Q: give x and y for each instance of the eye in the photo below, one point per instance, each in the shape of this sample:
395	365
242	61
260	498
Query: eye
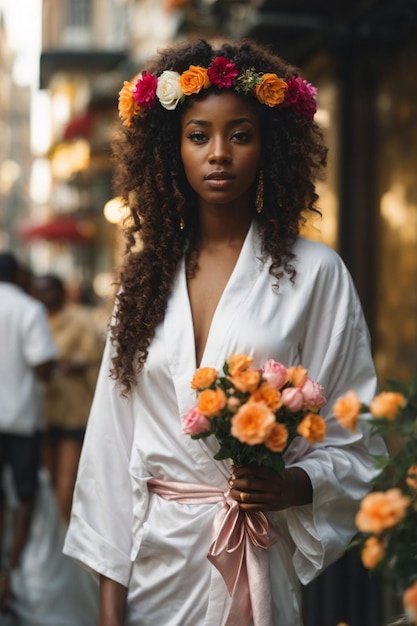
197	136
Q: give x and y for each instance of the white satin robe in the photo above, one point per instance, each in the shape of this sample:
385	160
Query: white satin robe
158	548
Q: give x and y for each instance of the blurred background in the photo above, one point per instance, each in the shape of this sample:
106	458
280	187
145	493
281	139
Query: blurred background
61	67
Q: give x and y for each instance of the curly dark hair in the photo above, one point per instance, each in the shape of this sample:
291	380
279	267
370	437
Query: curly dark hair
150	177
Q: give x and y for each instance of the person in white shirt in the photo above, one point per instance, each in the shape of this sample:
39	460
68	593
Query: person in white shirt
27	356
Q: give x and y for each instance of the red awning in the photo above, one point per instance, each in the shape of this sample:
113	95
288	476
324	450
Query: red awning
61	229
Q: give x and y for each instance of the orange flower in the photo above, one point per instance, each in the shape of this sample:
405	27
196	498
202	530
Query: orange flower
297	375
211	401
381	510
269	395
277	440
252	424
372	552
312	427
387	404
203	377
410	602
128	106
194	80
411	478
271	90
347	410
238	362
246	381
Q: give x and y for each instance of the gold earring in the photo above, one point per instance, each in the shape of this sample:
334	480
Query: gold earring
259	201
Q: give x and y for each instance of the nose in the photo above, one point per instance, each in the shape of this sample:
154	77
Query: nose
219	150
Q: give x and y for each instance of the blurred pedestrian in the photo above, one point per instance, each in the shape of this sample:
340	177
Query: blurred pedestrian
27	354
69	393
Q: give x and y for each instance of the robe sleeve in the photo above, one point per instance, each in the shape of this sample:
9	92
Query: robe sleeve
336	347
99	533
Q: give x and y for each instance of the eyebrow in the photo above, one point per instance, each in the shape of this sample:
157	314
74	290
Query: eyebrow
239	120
* * *
Directions for this task →
Set down the lines of the records above exactly, apart from the pictures.

Written response →
Q: give x and y for each instance of the eye in the photo below, one point per instance, each in the shape of this sample:
395	365
242	61
260	498
Query: eye
197	136
Q: give x and y for each instance of the white satin robe in the photo above, one point per instance, each in the shape of this sample:
385	160
Query: white satin robe
158	548
Q: give x and y for each instance of the blurred background in the photo above, one point per instance, each in the shape of this sample:
106	458
280	187
145	493
281	139
Query: blurred background
61	67
Q: give x and y for each instance of the curly dark hair in the photo above, one point per instance, each in the shape of this sample:
291	380
279	267
370	437
Query: curly dark hair
150	177
Q: give x and y for each instance of the person in white shirt in the photo above, one point per instance, each in the shape of this sample:
39	460
68	593
Query: person in white shirt
27	356
Q: give x and y for each instance of the red awning in the photo above, one point per instance, each in the shape of this sample:
113	95
288	476
324	450
Query: red awning
61	229
Q: give x and y for each instance of the orange flower in the photo above, one point per instance, each in the shape of this sample:
405	27
196	498
202	530
Query: orange flower
297	375
211	401
381	510
269	395
277	440
252	424
372	552
312	427
387	404
203	377
410	602
128	106
194	80
411	478
271	90
347	410
238	362
246	381
Q: give x and y for each instance of the gold earring in the photo above, one point per instance, each in the shape of this sample:
334	480
Query: gold earring
259	201
Q: give x and y for each instance of the nose in the photo above, one point per instance, each in the shape of this sample:
154	77
Query: nose
219	150
Q: give x and y for each instance of the blurred pedestrian in the photo above, one point per instance, each in the shape of this sample:
340	177
Query: blurred pedestrian
27	354
69	393
Q: give x and y for each instance of the robe sleeve in the photo above, one point per instance, each in the shape of this sample:
9	92
Query: robe sleeve
336	347
99	533
Q: give x and y for each instance of the eyebrow in the photo above, one point per instance, each in the shape of this sample:
157	314
74	290
Query: eyebrow
239	120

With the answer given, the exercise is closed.